**Your objective:**
In the Pride interview below, what age was the speaker when they first came to New York City?

[[ Document passage, beginning ]]

Pride had always been that entity that made me feel as though I was a part of something. In some ways, looking back at the lack of representation in Findlay, Ohio for LGBTQ people only caused me to be more motivated to make that change by producing Pride.
I came to NYC when I was 17 with my mom. I had just come out to her two or three months prior, and we were on a college tour to visit various colleges, ending in New York City. Then we just so happened to stumble onto Pride. We literally just walked into the Pride March. It was this pivotal moment where I realized I was part of something much larger than anything I had ever anticipated.
Being from a small town in Ohio, you don’t realize there are others who are like you. You don’t realize that there’s a larger community out there for you. Pride really exposed that to me. Pride allowed me to realize that I needed that because it felt like I was lacking that in Findlay.
I’m sure you have a wealth of Pride stories after 10 years as Executive Director. Tell us one of those stories where you look back and say, “This tremendous amount work was 100% worth it.”
World Pride was definitely the pinnacle by far. That whole experience was exhausting but incredibly rewarding. There aren’t that many jobs where you are planning for literally a decade for this one thing. To think about all of the hours and the conversations and the work and see it all come together into this extended moment over the course of the last two weeks of June was…I can’t even really put it into words. It’s something that was incredibly amazing.
It was also very sad at the same time because I knew going into it that I would never be able to have that moment ever again. I would never be able to influence the amount of people’s lives that I was able to do in that single moment. That was hard for me. For being someone who constantly wants to level-up, go higher, do better, and affect more lives, knowing that you would never be able do it like that ever again was sad to me.

[[ Document passage, end ]]
[[ Extracted information, beginning ]]

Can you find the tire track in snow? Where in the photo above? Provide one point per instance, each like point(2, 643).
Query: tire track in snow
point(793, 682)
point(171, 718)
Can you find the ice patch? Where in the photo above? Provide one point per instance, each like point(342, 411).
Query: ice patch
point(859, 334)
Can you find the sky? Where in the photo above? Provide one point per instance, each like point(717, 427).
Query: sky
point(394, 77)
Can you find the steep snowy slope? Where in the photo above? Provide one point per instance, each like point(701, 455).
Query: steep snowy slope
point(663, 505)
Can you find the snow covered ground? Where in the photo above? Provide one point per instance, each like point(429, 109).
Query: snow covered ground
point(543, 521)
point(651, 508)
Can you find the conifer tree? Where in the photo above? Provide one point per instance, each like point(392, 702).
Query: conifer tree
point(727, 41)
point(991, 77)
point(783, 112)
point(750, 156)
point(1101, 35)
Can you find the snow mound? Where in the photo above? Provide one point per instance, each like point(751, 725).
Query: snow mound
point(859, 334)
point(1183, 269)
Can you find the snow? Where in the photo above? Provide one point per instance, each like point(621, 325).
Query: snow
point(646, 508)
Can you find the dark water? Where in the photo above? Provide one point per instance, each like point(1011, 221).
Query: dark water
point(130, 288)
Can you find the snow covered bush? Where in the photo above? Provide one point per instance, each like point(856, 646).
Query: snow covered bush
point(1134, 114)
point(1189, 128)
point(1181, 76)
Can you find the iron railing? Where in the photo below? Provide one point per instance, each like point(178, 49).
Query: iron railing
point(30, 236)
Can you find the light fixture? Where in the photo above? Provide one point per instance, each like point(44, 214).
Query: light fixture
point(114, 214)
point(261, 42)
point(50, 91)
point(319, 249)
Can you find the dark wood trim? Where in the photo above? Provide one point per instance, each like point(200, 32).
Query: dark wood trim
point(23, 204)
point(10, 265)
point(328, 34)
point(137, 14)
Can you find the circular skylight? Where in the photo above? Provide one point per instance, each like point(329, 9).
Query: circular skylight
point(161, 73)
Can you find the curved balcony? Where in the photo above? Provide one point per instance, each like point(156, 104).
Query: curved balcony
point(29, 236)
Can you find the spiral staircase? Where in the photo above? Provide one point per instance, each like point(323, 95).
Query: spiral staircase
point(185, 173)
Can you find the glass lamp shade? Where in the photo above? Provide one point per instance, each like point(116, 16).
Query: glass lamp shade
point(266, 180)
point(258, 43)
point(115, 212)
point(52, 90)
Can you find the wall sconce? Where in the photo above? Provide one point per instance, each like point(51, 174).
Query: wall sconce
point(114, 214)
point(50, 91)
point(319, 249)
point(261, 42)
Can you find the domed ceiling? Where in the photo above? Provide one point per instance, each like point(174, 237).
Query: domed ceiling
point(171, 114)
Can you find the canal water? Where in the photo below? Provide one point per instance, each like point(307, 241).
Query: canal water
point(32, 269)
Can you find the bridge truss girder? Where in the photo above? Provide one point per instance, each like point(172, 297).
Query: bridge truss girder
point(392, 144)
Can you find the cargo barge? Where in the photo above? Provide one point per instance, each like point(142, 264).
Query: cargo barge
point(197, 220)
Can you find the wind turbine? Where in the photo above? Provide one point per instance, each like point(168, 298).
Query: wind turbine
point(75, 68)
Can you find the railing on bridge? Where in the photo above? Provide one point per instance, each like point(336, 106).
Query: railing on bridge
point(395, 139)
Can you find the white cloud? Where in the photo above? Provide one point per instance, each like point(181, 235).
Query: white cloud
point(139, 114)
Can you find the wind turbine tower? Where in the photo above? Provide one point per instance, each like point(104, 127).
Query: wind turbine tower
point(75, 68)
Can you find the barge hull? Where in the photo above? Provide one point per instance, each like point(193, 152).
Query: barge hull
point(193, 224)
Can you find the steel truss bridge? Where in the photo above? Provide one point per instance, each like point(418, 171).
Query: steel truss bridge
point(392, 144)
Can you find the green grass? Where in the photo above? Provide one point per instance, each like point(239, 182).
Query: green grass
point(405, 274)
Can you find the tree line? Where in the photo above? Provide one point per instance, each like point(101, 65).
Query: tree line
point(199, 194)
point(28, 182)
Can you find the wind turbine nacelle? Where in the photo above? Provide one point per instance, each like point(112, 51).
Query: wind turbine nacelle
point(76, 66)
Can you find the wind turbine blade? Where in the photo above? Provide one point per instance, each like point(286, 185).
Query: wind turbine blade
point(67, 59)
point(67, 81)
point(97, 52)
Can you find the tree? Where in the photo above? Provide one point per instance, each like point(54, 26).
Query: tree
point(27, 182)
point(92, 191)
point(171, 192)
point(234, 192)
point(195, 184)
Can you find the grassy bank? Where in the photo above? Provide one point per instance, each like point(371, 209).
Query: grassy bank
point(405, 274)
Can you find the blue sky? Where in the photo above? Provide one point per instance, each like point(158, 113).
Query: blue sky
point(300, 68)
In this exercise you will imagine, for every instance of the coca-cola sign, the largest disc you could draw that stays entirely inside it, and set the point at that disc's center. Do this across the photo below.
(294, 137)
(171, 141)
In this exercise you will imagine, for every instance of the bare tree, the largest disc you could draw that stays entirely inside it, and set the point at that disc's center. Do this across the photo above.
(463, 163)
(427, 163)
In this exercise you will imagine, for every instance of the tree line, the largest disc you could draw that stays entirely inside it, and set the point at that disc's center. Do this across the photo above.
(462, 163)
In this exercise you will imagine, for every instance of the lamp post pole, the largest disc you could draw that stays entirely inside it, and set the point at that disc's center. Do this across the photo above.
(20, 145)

[[ Extracted information, end ]]

**Solution:**
17